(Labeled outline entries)
▼▼▼
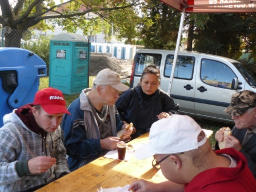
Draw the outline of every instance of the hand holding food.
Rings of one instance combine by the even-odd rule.
[[[225,127],[223,127],[225,128]],[[222,141],[219,141],[218,143],[219,143],[219,147],[220,149],[224,149],[225,147],[225,145],[226,145],[226,140],[225,139],[225,137],[226,135],[231,135],[231,130],[229,127],[226,127],[225,131],[224,131],[224,138],[223,139],[223,140]]]
[[[121,131],[119,131],[118,133],[117,133],[117,137],[120,138],[120,139],[123,138],[124,137],[123,132],[129,130],[130,128],[132,126],[133,126],[133,123],[130,123],[125,129],[124,129],[121,130]]]

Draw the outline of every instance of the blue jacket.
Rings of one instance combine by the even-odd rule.
[[[122,121],[133,123],[137,131],[145,132],[158,120],[157,115],[162,112],[177,114],[179,106],[169,95],[158,89],[154,95],[145,101],[141,86],[129,89],[115,102]]]
[[[69,155],[67,163],[72,171],[102,155],[101,135],[96,118],[83,90],[79,98],[67,109],[71,115],[64,115],[61,128],[64,131],[64,145]],[[115,106],[109,106],[113,136],[121,130],[123,123]]]

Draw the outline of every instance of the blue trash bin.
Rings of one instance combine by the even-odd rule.
[[[46,75],[47,69],[40,57],[24,49],[0,47],[0,58],[1,127],[5,114],[33,102],[39,77]]]

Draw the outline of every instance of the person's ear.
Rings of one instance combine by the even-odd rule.
[[[172,163],[174,164],[174,165],[176,167],[177,169],[179,169],[181,167],[181,161],[179,159],[179,158],[175,155],[172,155],[169,157],[170,158],[171,158]]]
[[[97,93],[99,95],[101,95],[101,92],[102,91],[103,87],[101,86],[98,86],[96,89]]]
[[[38,111],[38,110],[37,110],[37,109],[36,109],[35,108],[35,107],[32,107],[32,108],[31,108],[31,111],[32,111],[32,113],[33,113],[33,115],[34,116],[34,117],[37,117],[37,116],[38,116],[38,114],[39,114],[39,111]]]

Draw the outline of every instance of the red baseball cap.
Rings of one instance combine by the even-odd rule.
[[[71,115],[66,108],[66,101],[62,92],[54,88],[45,88],[37,91],[33,104],[40,105],[50,114],[67,113]]]

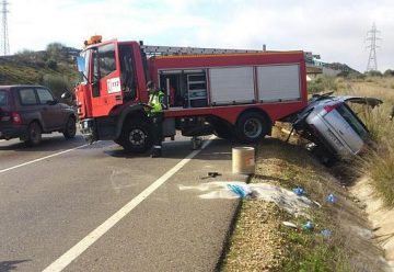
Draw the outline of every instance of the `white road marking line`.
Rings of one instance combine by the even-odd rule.
[[[215,136],[213,136],[215,137]],[[151,193],[164,184],[173,174],[181,170],[187,162],[189,162],[197,154],[199,154],[204,148],[206,148],[212,140],[213,137],[210,137],[209,140],[204,143],[201,149],[190,152],[186,158],[179,161],[175,167],[170,169],[166,173],[160,177],[157,181],[150,184],[146,190],[143,190],[139,195],[132,199],[129,203],[123,206],[117,211],[113,216],[106,219],[102,225],[90,233],[76,246],[69,249],[63,253],[59,259],[54,261],[49,267],[47,267],[43,272],[60,272],[67,265],[69,265],[73,260],[76,260],[80,254],[83,253],[89,247],[91,247],[96,240],[99,240],[103,235],[105,235],[111,228],[113,228],[119,220],[121,220],[126,215],[128,215],[135,207],[137,207],[143,200],[146,200]]]
[[[42,161],[42,160],[46,160],[46,159],[49,159],[49,158],[53,158],[53,157],[56,157],[56,156],[59,156],[59,155],[62,155],[62,154],[67,154],[67,152],[70,152],[70,151],[72,151],[72,150],[79,149],[79,148],[81,148],[81,147],[85,147],[85,146],[89,146],[89,144],[82,145],[82,146],[79,146],[79,147],[74,147],[74,148],[71,148],[71,149],[67,149],[67,150],[63,150],[63,151],[61,151],[61,152],[57,152],[57,154],[53,154],[53,155],[49,155],[49,156],[45,156],[45,157],[39,158],[39,159],[31,160],[31,161],[27,161],[27,162],[24,162],[24,163],[14,166],[14,167],[5,168],[5,169],[0,170],[0,173],[7,172],[7,171],[11,171],[11,170],[14,170],[14,169],[20,168],[20,167],[28,166],[28,165],[32,165],[32,163],[35,163],[35,162],[38,162],[38,161]]]

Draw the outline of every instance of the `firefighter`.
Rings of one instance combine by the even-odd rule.
[[[152,134],[153,134],[153,149],[151,157],[157,158],[157,157],[161,157],[162,155],[163,120],[164,120],[163,110],[166,107],[164,104],[165,95],[161,90],[154,87],[152,81],[148,81],[147,90],[149,92],[148,116],[151,120]]]

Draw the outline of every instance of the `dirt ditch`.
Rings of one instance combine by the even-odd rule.
[[[256,173],[251,183],[288,190],[299,186],[305,190],[304,196],[317,204],[311,205],[309,216],[294,216],[277,204],[245,197],[222,271],[392,270],[384,259],[392,256],[384,250],[382,240],[394,236],[389,230],[394,225],[384,222],[386,229],[383,223],[376,225],[373,216],[372,223],[367,219],[366,211],[375,213],[373,205],[366,206],[359,200],[370,202],[366,185],[359,183],[349,190],[304,148],[283,143],[278,133],[275,136],[257,147]],[[327,201],[329,194],[335,201]],[[287,227],[283,222],[294,227]],[[312,228],[305,227],[308,222]],[[384,242],[391,247],[387,239]]]

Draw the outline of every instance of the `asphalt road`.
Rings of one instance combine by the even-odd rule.
[[[152,159],[81,136],[0,141],[0,271],[213,271],[239,202],[179,185],[243,181],[231,146],[213,139],[190,159],[177,137]]]

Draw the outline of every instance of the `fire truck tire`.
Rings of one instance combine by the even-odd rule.
[[[223,124],[215,124],[213,134],[222,139],[231,139],[233,137],[231,127]]]
[[[76,118],[70,116],[66,123],[63,136],[66,139],[71,139],[76,137],[76,133],[77,133]]]
[[[125,124],[117,140],[126,151],[141,154],[152,147],[152,132],[147,122],[134,120]]]
[[[269,122],[258,112],[243,113],[235,126],[236,138],[244,144],[260,141],[269,131]]]

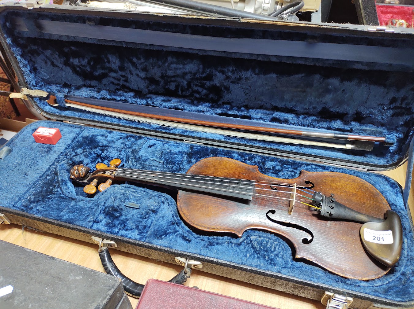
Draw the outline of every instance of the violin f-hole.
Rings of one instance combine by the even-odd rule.
[[[274,223],[277,223],[279,225],[282,225],[284,226],[286,226],[288,228],[296,228],[297,230],[299,230],[303,232],[305,232],[308,234],[309,236],[307,237],[303,237],[301,239],[301,241],[305,245],[308,245],[310,243],[312,240],[313,240],[313,234],[310,231],[308,230],[307,228],[303,227],[303,226],[301,226],[297,224],[295,224],[294,223],[291,223],[290,222],[285,222],[283,221],[280,221],[277,219],[276,217],[275,216],[272,216],[272,215],[275,215],[276,213],[276,211],[274,209],[270,209],[266,213],[266,217],[272,222]]]

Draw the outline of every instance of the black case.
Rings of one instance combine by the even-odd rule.
[[[313,299],[326,291],[338,293],[354,298],[350,307],[414,305],[408,249],[414,240],[407,208],[410,186],[403,194],[394,181],[364,171],[395,168],[410,152],[414,41],[409,29],[259,23],[53,5],[30,10],[6,7],[0,16],[4,52],[20,86],[53,93],[60,105],[49,105],[41,92],[37,97],[25,93],[34,112],[58,121],[28,126],[3,148],[3,153],[7,152],[5,147],[11,152],[0,162],[9,175],[0,182],[0,212],[9,221],[89,242],[92,236],[110,240],[119,250],[171,263],[175,257],[196,260],[204,271]],[[394,145],[355,152],[191,132],[67,108],[63,101],[67,94],[381,135]],[[62,138],[55,146],[35,143],[31,135],[41,126],[59,128]],[[107,163],[118,156],[125,166],[185,172],[203,157],[219,156],[258,165],[264,174],[282,178],[297,176],[301,169],[334,171],[371,183],[402,218],[400,261],[381,281],[345,279],[292,262],[291,249],[274,235],[253,231],[240,239],[199,235],[171,210],[171,197],[126,184],[91,200],[67,174],[71,164],[93,167],[99,160]],[[58,195],[65,199],[58,201]],[[73,202],[70,208],[59,208],[67,202]],[[125,207],[128,202],[142,202],[140,209],[147,209],[153,221],[140,217],[136,221],[142,222],[134,228],[120,225],[128,214],[138,213]],[[82,203],[104,208],[87,217],[89,208],[77,207]],[[154,211],[154,203],[161,210]],[[119,220],[111,219],[113,215]],[[163,223],[168,216],[174,224]],[[83,217],[89,225],[77,223]],[[171,244],[170,239],[168,245],[164,244],[169,236],[165,231],[161,235],[164,225],[185,231],[181,242]],[[140,239],[141,231],[145,236]],[[189,244],[193,240],[195,245]],[[178,242],[184,249],[174,247]],[[238,252],[231,254],[235,260],[219,257],[224,256],[226,245]],[[267,246],[265,259],[274,259],[277,271],[257,264],[256,258],[239,258],[244,253],[238,248],[244,246],[257,258]],[[284,251],[276,256],[279,250]]]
▲▲▲
TASK PROMPT: How many lines of the material above contain the string "road", with case counting? Give only the number.

WORKED SOLUTION: 2